═════ DATA PROVIDED

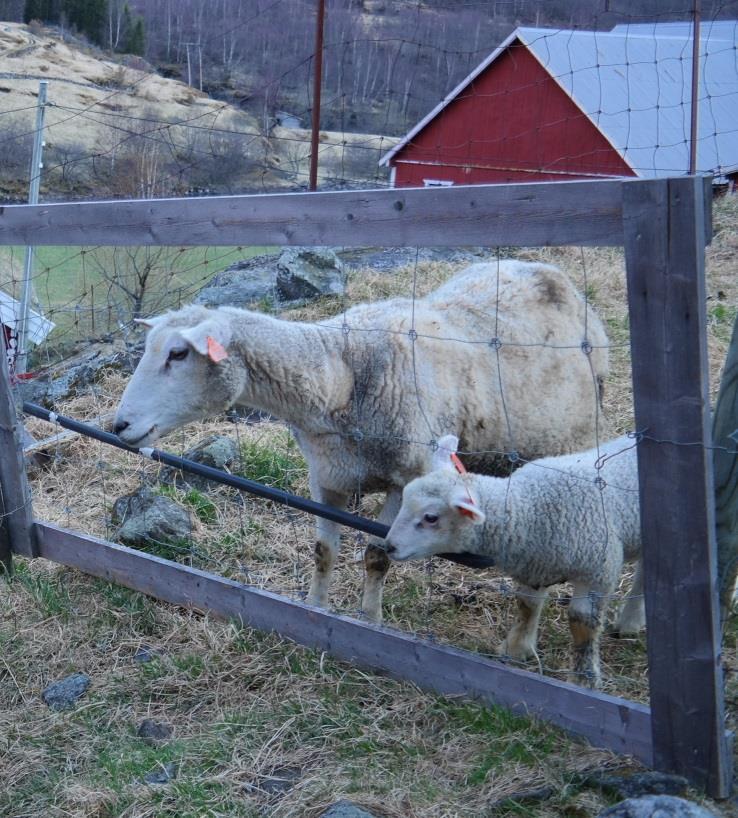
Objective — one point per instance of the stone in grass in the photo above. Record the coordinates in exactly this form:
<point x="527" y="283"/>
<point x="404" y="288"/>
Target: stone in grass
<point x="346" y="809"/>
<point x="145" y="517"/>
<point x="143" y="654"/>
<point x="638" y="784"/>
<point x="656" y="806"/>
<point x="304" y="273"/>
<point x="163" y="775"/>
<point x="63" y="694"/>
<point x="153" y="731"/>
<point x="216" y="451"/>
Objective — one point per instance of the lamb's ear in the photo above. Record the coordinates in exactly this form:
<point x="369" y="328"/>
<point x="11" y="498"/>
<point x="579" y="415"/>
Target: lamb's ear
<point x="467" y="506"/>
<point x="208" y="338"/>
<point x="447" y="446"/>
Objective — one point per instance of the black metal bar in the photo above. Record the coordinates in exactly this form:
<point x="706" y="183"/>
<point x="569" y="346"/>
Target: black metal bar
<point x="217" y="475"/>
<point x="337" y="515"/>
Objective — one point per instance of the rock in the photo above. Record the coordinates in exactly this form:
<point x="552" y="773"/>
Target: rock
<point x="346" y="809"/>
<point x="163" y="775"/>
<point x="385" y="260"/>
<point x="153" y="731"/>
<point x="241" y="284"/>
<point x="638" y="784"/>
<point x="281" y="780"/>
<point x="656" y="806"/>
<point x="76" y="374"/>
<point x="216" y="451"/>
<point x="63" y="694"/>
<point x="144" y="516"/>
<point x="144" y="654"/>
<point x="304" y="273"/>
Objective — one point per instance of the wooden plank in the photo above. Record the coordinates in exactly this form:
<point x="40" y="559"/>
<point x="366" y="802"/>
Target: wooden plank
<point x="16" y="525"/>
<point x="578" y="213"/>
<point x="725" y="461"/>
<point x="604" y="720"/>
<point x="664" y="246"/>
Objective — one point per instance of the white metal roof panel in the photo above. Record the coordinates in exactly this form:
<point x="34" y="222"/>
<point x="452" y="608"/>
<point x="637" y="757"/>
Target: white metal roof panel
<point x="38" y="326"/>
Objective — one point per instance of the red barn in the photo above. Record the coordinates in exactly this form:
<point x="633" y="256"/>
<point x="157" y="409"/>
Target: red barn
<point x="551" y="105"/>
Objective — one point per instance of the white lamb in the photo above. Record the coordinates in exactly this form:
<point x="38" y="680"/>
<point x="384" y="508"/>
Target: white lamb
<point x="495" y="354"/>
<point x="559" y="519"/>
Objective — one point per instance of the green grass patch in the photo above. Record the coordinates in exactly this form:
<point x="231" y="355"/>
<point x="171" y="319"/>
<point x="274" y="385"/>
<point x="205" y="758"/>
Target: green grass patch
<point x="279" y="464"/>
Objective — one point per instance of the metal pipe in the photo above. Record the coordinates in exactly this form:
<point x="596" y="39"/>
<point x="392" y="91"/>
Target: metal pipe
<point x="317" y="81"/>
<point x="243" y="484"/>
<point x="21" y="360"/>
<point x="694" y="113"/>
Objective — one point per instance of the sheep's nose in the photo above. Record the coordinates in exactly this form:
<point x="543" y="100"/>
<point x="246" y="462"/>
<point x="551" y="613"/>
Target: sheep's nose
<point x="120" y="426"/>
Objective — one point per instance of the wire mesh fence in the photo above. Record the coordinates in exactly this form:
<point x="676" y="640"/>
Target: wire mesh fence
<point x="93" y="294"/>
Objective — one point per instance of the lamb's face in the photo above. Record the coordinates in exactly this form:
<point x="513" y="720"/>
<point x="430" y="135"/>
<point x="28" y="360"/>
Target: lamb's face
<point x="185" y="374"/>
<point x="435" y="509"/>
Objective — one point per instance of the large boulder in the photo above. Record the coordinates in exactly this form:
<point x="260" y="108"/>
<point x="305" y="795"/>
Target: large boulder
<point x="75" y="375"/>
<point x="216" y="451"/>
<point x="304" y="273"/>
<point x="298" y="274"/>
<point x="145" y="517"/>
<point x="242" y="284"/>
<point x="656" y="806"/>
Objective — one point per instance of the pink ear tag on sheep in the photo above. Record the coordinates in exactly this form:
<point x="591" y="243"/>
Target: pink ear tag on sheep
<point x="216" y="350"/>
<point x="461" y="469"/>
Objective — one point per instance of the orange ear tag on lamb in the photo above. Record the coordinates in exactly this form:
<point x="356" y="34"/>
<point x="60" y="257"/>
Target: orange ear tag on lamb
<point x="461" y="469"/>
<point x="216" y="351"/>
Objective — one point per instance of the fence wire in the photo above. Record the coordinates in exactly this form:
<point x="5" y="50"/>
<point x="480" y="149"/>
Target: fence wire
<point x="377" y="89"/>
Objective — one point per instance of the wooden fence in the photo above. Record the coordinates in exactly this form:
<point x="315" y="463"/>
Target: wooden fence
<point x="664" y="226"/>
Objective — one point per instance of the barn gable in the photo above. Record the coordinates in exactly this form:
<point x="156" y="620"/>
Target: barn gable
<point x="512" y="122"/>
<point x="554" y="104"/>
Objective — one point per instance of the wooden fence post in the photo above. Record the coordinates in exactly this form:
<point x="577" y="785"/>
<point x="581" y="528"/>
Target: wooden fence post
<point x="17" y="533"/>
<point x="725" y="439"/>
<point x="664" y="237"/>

══════════

Ignore the images and quote every line of the listing exactly.

• SOLUTION TO THIS TASK
Objective — one point per instance of the stone in grass in the photo above. Record the coordinates in exactly this form:
<point x="527" y="283"/>
<point x="404" y="288"/>
Target: stone in grass
<point x="346" y="809"/>
<point x="145" y="517"/>
<point x="143" y="654"/>
<point x="638" y="784"/>
<point x="656" y="806"/>
<point x="304" y="273"/>
<point x="163" y="775"/>
<point x="63" y="694"/>
<point x="153" y="731"/>
<point x="216" y="451"/>
Objective — one point per instance of the lamb's ear in the photo above. Record the coordinates in exactly this form:
<point x="369" y="328"/>
<point x="11" y="498"/>
<point x="579" y="415"/>
Target: lamb's ear
<point x="467" y="506"/>
<point x="208" y="338"/>
<point x="447" y="446"/>
Objective — one point per instance of the black metal bar in the photo above. Record the coordinates in exactly this form:
<point x="706" y="183"/>
<point x="569" y="346"/>
Target: black metal bar
<point x="217" y="475"/>
<point x="337" y="515"/>
Objective — one point per instance of the rock in the photo above. Record the coordinates in exactly this form:
<point x="552" y="773"/>
Target: rock
<point x="346" y="809"/>
<point x="163" y="775"/>
<point x="385" y="260"/>
<point x="153" y="731"/>
<point x="241" y="284"/>
<point x="638" y="784"/>
<point x="281" y="780"/>
<point x="656" y="806"/>
<point x="76" y="374"/>
<point x="216" y="451"/>
<point x="63" y="694"/>
<point x="144" y="516"/>
<point x="144" y="654"/>
<point x="304" y="273"/>
Objective — one point per instance of the wooden plank in the photo above. Record the coordinates in exactly this form:
<point x="40" y="559"/>
<point x="366" y="802"/>
Target: wooden plank
<point x="16" y="525"/>
<point x="578" y="213"/>
<point x="725" y="461"/>
<point x="604" y="720"/>
<point x="664" y="246"/>
Objective — one point per instance of the white metal roof panel in the photo above. Record the coordinates in exactly this form:
<point x="34" y="222"/>
<point x="452" y="608"/>
<point x="637" y="757"/>
Target: white metal roof panel
<point x="38" y="326"/>
Objective — one point per instance of the red barn in the photo above. Record the coordinates in exactly this form:
<point x="633" y="256"/>
<point x="157" y="409"/>
Target: red barn
<point x="551" y="105"/>
Objective — one point per instance of the white lamb in the photo above. Record the coordinates in exactly this form:
<point x="38" y="680"/>
<point x="384" y="508"/>
Target: white lamb
<point x="495" y="354"/>
<point x="559" y="519"/>
Objective — one point per instance of the green grass patch in the photo above. Record the coordinates in exactly this form:
<point x="231" y="355"/>
<point x="171" y="319"/>
<point x="274" y="385"/>
<point x="205" y="758"/>
Target: green grass patch
<point x="279" y="464"/>
Objective — one point per instance of the metal pipe in the photo above. Record the coordinates in exactly this form:
<point x="596" y="39"/>
<point x="392" y="91"/>
Target: metal pipe
<point x="317" y="81"/>
<point x="243" y="484"/>
<point x="21" y="360"/>
<point x="694" y="113"/>
Objective — one point per instance of the sheep's nose in the photo above. Record the coordinates in exactly this form:
<point x="543" y="100"/>
<point x="246" y="462"/>
<point x="551" y="613"/>
Target: sheep's nose
<point x="120" y="426"/>
Objective — one point per instance of the wire mesh fence in the photo above. Record the coordinates in exactly this form:
<point x="676" y="640"/>
Target: wire mesh fence
<point x="93" y="294"/>
Objective — one point per instance of the lamb's face in the photo above. Record the coordinates in exactly this form:
<point x="513" y="720"/>
<point x="430" y="135"/>
<point x="28" y="360"/>
Target: lamb's face
<point x="185" y="374"/>
<point x="435" y="509"/>
Objective — one point per instance of the large boulder in the photo above. Record the coordinates in exactly this form:
<point x="260" y="108"/>
<point x="305" y="795"/>
Target: large boulder
<point x="75" y="375"/>
<point x="216" y="451"/>
<point x="304" y="273"/>
<point x="298" y="274"/>
<point x="145" y="517"/>
<point x="242" y="284"/>
<point x="656" y="806"/>
Objective — one point per instance of the pink ear tag on sheep in the photo above. Record the coordinates in exactly this form:
<point x="591" y="243"/>
Target: pink ear tag on sheep
<point x="216" y="350"/>
<point x="461" y="469"/>
Objective — one point per instance of the orange ear tag on lamb in the photo above. Record the coordinates in exactly this form:
<point x="356" y="34"/>
<point x="60" y="257"/>
Target: orange ear tag on lamb
<point x="461" y="469"/>
<point x="216" y="351"/>
Objective — one point per instance of the fence wire in the photo above. Record the coordinates in exactly this form:
<point x="5" y="50"/>
<point x="480" y="149"/>
Target: fence wire
<point x="377" y="89"/>
Objective — one point per instance of the wooden fence in the photo above. Record the coordinates in exactly this form:
<point x="315" y="463"/>
Target: wooden fence
<point x="664" y="226"/>
Objective — one point per instance of the barn gable in the photo above. Record the coordinates in exactly this form:
<point x="156" y="620"/>
Target: barn gable
<point x="512" y="122"/>
<point x="554" y="104"/>
Objective — one point per instance of the wooden fence post in the photo above. Record the coordinates in exactly this form:
<point x="577" y="785"/>
<point x="581" y="528"/>
Target: wooden fence post
<point x="17" y="533"/>
<point x="725" y="439"/>
<point x="664" y="237"/>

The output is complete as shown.